**EJERCICIO PROPUESTO**:
Copia sin ningún cambio todo lo que va desde "Mi madre me" hasta "de la palabra." en el relato sobre la primera comunión que aparece a continuación.

**SECCIÓN DEL DOCUMENTO**:
□ □ □ □
La primera comunión, siendo una «niña grande»

En plena década de los 90 después de dos tediosos años en catequesis, llegaba el momento tan esperado, mi momento, mi primera comunión.

Mi madre me incluyó mucho en la mayoría de los preparativos, sin saberlo, eso iba a hacer que me diera cuenta de que no era como “tenía que ser”, no era como el resto de las niñas, era una niña grande y no en el buen sentido de la palabra.

 No era lo que el mundo concebía como una niña tierna que hace la primera comunión, no sabía que sentiría el rechazo de la sociedad siendo solo una niña.

A mis 9 años ya era plenamente consciente de que llevaba la etiqueta de “gorda”. Las revistas noventeras que leía, la extrema delgadez en las series, los pantalones bajos que dejaban ver los huesos de la cadera en los que nunca he entrado, sin olvidar a los 4 niños bullys del colegio que día tras día se encargaban de llamarme vaca. Con todo eso había aprendido a lidiar, tenía la suerte de contar con un grupo de amigas maravilloso que me hacía fuerte, pero no podríamos con el mundo entero, por lo menos en ese momento.

Dentro de los preparativos el que más ilusión me hacía era el vestido. Mis primas mayores habían llevado el mismo, era precioso, con una puntilla en las mangas abullonadas y un pequeño bolsillo en la cintura (sabemos lo guays que son los vestidos con bolsillos) estaba completamente enamorada de ese vestido.
□ □ □ □
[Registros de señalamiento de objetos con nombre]
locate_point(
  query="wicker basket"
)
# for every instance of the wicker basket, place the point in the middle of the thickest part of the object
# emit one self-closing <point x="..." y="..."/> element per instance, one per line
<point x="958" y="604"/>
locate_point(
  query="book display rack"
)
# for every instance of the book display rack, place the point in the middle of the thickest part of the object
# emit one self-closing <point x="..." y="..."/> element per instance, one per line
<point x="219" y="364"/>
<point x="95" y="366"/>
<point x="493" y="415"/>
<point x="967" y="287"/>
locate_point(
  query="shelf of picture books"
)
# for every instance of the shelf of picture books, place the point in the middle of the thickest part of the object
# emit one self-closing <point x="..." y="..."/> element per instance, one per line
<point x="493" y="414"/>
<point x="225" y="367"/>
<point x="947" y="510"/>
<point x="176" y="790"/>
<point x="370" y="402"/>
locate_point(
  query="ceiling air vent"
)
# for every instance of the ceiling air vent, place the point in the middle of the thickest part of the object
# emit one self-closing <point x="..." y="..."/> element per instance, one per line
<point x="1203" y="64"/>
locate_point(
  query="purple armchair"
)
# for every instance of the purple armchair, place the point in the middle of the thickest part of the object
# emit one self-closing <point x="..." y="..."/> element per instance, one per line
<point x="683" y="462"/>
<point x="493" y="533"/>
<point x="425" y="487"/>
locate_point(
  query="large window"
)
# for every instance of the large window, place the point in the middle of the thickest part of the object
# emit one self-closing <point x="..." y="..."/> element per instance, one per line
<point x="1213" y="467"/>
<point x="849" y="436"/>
□ □ □ □
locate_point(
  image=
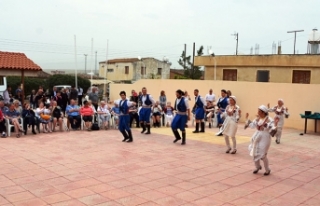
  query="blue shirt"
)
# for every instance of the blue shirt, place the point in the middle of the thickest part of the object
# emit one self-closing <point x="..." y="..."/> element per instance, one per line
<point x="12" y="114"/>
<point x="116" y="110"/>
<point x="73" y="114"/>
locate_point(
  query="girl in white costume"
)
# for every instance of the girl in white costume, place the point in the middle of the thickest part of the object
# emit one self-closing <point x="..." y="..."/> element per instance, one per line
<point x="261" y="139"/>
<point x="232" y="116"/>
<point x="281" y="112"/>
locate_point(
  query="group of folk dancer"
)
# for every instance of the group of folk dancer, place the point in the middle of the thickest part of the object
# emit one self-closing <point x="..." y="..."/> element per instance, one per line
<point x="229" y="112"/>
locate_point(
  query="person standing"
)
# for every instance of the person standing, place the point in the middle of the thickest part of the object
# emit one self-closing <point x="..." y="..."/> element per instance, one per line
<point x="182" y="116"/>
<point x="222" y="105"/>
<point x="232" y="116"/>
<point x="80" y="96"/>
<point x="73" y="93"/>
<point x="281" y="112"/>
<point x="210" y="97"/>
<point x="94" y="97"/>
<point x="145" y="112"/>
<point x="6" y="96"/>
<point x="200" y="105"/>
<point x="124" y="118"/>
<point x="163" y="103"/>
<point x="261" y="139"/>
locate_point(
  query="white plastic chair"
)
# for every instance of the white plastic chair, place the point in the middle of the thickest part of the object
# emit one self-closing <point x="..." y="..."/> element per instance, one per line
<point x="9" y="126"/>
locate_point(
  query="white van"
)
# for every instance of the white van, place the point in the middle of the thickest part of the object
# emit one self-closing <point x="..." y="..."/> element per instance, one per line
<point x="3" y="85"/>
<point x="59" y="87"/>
□ □ □ □
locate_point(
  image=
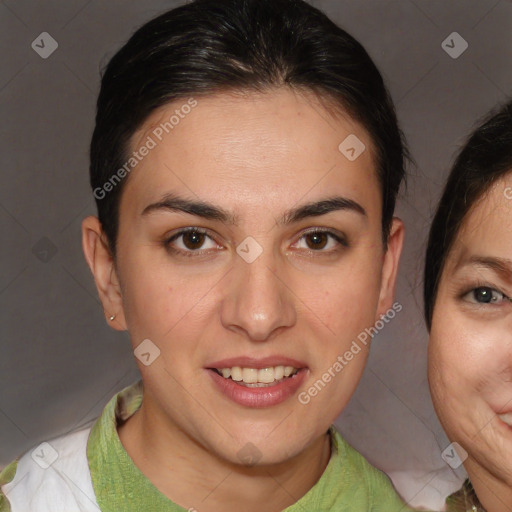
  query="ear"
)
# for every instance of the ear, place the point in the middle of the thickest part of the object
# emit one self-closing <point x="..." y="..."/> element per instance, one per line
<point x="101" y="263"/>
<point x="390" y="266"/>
□ □ □ □
**RESPUESTA ESCRITA**:
Mi madre me incluyó mucho en la mayoría de los preparativos, sin saberlo, eso iba a hacer que me diera cuenta de que no era como “tenía que ser”, no era como el resto de las niñas, era una niña grande y no en el buen sentido de la palabra.